July 24, 2009
VIA EDGAR
Securities and Exchange Commission
Division of Corporation Finance
100 F Street, N.E.
Washington, D.C. 20549
| RE: | Dividend Capital Total Realty Trust, Inc. |
Post-Effective Amendment No. 7 to Registration Statement on Form S-11,
Filed July 17, 2009
File No. 333-143662
Ladies and Gentlemen:
On behalf of Dividend Capital Total Realty Trust, Inc., a Maryland corporation (the “Company”) this letter is being provided pursuant to conversations with Ms. Sonia Barros of the Staff of the Securities and Exchange Commission (the “Commission”) in connection with the Company’s Post-Effective Amendment No. 7 (“Post-Effective Amendment No. 7”) to the above-referenced Registration Statement on Form S-11 (the “Registration Statement”) filed with the Commission on July 17, 2009. Ms. Barros indicated that Post-Effective Amendment No. 7 did not include disclosure with respect to accrued and unpaid fees owed by the Company. In response to Ms. Barros comment, the Company will revise the disclosure on page 7 of the Company’s prospectus to include the following disclosure: “As of March 31, 2009, of the fees and reimbursements earned, approximately $268,000 was unpaid and payable to our Advisor and approximately $718,000 was unpaid and payable to our Dealer Manager and other affiliates.” This additional disclosure is reflected in a post-effective amendment filed with the Commission on the date hereof.

■ **Data**

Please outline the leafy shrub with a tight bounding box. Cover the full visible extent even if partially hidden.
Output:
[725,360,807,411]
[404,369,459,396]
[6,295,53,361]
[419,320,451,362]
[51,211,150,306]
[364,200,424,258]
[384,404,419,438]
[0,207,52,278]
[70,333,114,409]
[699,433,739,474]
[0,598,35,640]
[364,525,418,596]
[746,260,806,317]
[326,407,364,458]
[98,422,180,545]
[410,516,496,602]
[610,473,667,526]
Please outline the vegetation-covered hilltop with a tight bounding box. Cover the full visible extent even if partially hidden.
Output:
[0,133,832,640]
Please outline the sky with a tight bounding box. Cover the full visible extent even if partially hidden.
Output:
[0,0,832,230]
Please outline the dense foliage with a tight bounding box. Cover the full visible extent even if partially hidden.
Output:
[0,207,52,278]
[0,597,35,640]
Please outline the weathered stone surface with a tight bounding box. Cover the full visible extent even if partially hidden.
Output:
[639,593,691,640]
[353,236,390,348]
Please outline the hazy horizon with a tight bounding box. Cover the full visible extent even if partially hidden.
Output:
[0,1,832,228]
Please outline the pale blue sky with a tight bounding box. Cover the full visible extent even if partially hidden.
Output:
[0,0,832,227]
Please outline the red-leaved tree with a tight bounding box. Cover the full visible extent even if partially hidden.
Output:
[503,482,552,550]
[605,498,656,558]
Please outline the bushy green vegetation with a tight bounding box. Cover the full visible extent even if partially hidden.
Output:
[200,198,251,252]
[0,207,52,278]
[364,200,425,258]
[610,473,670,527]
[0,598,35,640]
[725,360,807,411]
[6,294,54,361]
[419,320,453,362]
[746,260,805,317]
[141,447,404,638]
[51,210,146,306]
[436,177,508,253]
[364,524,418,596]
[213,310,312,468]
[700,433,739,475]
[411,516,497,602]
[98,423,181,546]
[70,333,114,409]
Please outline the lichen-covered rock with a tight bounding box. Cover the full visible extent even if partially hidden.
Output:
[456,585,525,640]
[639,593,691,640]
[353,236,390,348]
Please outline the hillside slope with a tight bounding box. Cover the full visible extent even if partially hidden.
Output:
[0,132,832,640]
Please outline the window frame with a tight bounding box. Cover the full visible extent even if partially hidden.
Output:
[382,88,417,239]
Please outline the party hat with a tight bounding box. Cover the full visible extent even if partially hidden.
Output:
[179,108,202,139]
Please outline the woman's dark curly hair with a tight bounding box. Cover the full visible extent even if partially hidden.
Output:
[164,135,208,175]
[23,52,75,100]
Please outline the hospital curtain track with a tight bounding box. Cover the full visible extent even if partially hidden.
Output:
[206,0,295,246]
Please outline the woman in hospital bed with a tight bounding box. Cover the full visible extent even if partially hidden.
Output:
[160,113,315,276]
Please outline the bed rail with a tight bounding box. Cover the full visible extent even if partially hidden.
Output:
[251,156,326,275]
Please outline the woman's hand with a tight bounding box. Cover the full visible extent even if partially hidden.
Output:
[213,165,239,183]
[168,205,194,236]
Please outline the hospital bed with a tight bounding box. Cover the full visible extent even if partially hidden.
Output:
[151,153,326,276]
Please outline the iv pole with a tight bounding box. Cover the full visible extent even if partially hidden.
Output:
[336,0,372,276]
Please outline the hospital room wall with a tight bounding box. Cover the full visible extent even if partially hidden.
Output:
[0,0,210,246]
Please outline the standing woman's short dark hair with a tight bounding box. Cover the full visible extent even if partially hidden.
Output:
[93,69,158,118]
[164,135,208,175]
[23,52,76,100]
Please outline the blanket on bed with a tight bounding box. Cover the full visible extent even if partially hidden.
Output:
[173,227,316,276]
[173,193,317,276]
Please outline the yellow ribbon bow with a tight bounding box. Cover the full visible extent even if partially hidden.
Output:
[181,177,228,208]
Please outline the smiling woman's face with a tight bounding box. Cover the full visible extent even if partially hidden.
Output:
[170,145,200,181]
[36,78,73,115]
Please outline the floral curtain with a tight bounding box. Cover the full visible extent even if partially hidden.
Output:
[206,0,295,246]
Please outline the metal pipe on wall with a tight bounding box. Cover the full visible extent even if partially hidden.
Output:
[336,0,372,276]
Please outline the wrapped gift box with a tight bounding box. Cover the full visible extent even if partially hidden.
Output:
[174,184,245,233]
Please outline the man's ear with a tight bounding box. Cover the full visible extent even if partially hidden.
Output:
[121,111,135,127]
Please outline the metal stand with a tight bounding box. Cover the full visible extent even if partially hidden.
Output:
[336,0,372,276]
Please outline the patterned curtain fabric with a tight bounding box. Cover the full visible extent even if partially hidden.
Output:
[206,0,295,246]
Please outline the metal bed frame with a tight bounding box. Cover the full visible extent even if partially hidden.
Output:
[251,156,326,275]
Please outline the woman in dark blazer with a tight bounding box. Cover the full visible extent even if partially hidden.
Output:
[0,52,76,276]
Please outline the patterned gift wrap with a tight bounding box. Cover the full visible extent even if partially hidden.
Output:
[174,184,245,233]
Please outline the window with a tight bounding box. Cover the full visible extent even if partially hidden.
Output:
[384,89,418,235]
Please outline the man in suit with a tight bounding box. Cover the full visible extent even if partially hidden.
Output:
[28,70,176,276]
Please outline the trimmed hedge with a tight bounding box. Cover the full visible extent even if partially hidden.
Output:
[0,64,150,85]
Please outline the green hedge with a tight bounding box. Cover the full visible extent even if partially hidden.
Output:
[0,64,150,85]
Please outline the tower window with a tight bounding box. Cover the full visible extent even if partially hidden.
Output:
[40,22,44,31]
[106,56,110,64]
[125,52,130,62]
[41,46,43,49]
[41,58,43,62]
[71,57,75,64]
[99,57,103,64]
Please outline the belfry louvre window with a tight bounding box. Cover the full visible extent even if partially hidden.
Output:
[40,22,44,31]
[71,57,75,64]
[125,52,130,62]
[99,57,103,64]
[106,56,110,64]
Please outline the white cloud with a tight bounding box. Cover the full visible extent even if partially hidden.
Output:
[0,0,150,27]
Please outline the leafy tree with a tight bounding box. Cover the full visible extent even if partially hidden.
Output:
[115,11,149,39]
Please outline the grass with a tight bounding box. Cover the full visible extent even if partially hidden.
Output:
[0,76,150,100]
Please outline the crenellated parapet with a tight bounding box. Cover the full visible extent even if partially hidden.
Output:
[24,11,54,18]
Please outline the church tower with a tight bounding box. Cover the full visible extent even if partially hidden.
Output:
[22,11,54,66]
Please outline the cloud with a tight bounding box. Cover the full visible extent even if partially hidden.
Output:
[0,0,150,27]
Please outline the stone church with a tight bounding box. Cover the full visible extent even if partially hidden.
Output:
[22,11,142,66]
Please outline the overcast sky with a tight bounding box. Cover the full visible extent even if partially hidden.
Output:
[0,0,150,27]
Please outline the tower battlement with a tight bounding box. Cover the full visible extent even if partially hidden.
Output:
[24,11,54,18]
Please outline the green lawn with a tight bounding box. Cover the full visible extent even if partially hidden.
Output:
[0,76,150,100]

■ **Exercise tasks**
a) Render this sentence from the SEC letter in Spanish: "This additional disclosure is reflected in a post-effective amendment filed with the Commission on the date hereof."
b) Please state how much was unpaid and payable to the Advisor as of March 31, 2009, according to the SEC letter.
c) Pick up the SEC letter after its final sentence and write what comes next.
The data plays no part in this work.

■ **Outputs in order**
a) Esta divulgación adicional se refleja en una enmienda posterior a la entrada en vigor presentada ante la Comisión en la fecha de la presente.

b) Approximately $268,000.

c)
Acknowledgment Statement
In response to the Staff’s request, the Company acknowledges that:
| • | | should the Commission or the Staff, acting pursuant to delegated authority, declare the filing effective, it does not foreclose the Commission from taking any action with respect to the filing; |
Securities and Exchange Commission
July 24, 2009
Page 2
| • | | the action of the Commission or the Staff, acting pursuant to delegated authority, in declaring the filing effective, does not relieve the Company from its full responsibility for the adequacy and accuracy of the disclosure in the filing; and |
| • | | the Company may not assert Staff comments and the declaration of effectiveness as a defense in any proceeding initiated by the Commission or any person under the federal securities laws of the United States. |
* * *
If you should have any questions about this letter or require any further information, please call Phyllis Korff at 212-735-2694.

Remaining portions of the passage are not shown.